Set problem A: Reproduce the entries with the coordinate points line for line, with no changes, and leave out the pictures.

Text segment:
....
April 13, 2018 / 12:16 PM / 10 days ago

BRIEF-Wells Fargo Preliminary Q1 EPS $1.12

April 13 (Reuters) - Wells Fargo & Co:

* WELLS FARGO REPORTS PRELIMINARY FIRST QUARTER 2018 NET INCOME OF $5.9 BILLION; DILUTED EPS OF $1.12

* QTRLY PRELIMINARY REVENUE OF $21.9 BILLION, DOWN FROM $22.3 BILLION

* QTRLY PRELIMINARY FINANCIAL RESULTS MAY NEED TO BE REVISED TO REFLECT ADDITIONAL ACCRUALS FOR CFPB/OCC MATTER

* PRELIM. CET 1 RATIO (FULLY PHASED-IN) OF 12.0 PERCENT PCT AT QTR-END VS 11.9 PCT AT Q4-END

* QTRLY PRELIMINARY NET INTEREST INCOME OF $12.2 BILLION, DOWN $86 MILLION, OR 1 PERCENT

* QTRLY PRELIMINARY AVERAGE LOANS OF $951.0 BILLION, DOWN $12.6 BILLION, OR 1 PERCENT

* Q1 EARNINGS PER SHARE VIEW $1.06, REVENUE VIEW $21.73 BILLION — THOMSON REUTERS I/B/E/S

* QTRLY PRELIMINARY NET CHARGE-OFFS OF $741 MLN, DOWN $64 MLN

* QTRLY PRELIMINARY MORTGAGE BANKING INCOME WAS $934 MILLION, UP SLIGHTLY FROM $928 MILLION IN Q4 2017

* QTRLY PRELIMINARY NET CHARGE-OFFS WERE 0.32 PERCENT OF AVERAGE LOANS (ANNUALIZED), DOWN FROM 0.34 PERCENT

* Q FOR QUARTER ENDED MARCH 31

* QTRLY PRELIMINARY RESIDENTIAL MORTGAGE LOAN ORIGINATIONS DECLINED IN Q1, DOWN TO $43 BILLION, FROM $53 BILLION IN Q4

* WELLS FARGO CEO SAYS “RECOGNIZE THAT IT WILL TAKE TIME TO PUT ALL OF OUR CHALLENGES BEHIND US”
....
Set problem B:
Answer these from the Wells Fargo brief:
(i) What preliminary net income was reported for the first quarter of 2018?
(ii) What were the quarterly preliminary average loans?
(iii) To what amount did residential mortgage loan originations fall in Q1?

Record extracts:
....
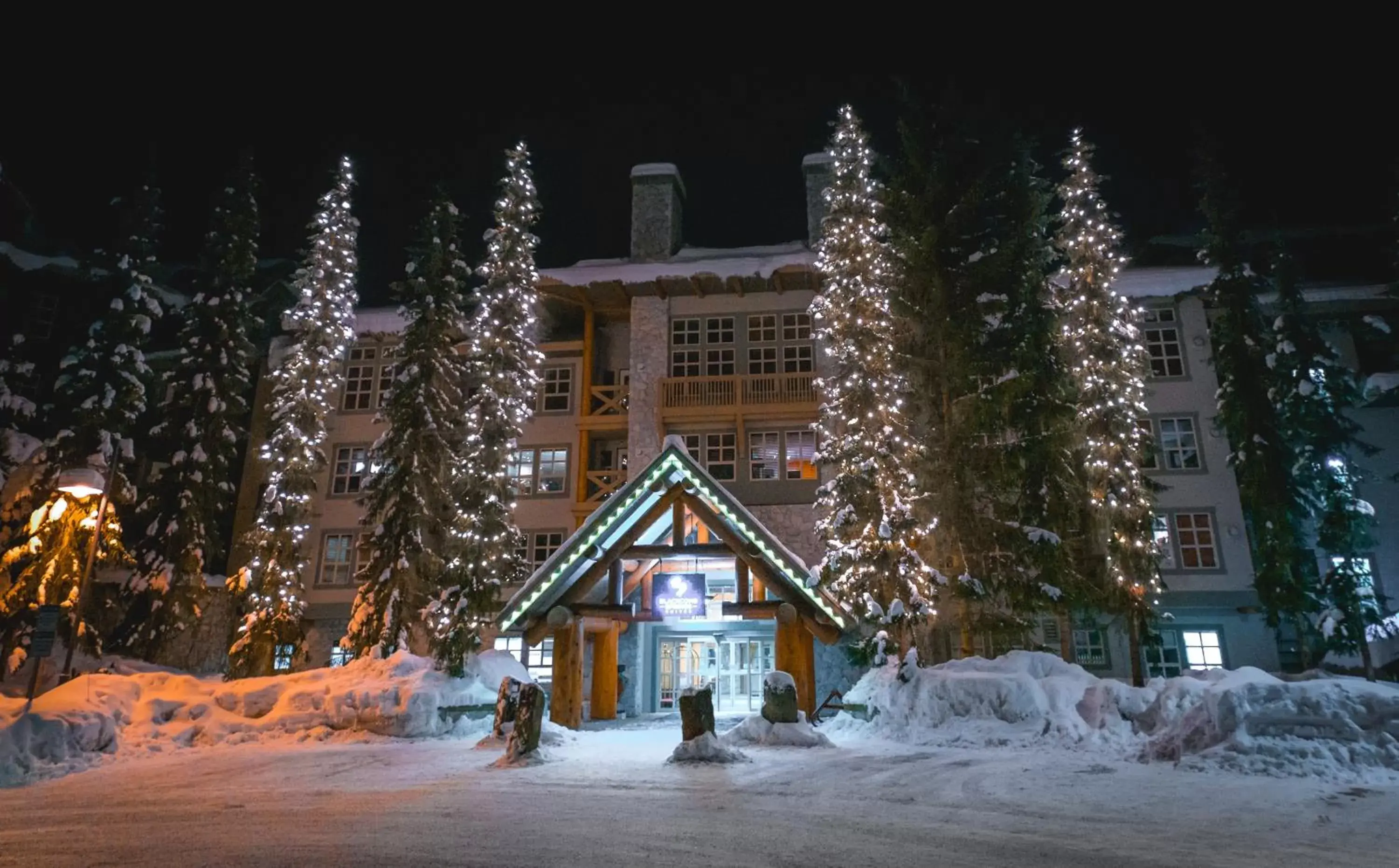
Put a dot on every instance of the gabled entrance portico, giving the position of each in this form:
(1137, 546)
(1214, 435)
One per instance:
(673, 548)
....
Exercise response A:
Put a dot on every instance of the gabled entrance portico, giving the position of each in this form:
(1137, 546)
(1214, 435)
One per instance:
(673, 548)

Exercise response B:
(i) $5.9 billion
(ii) $951.0 billion
(iii) $43 billion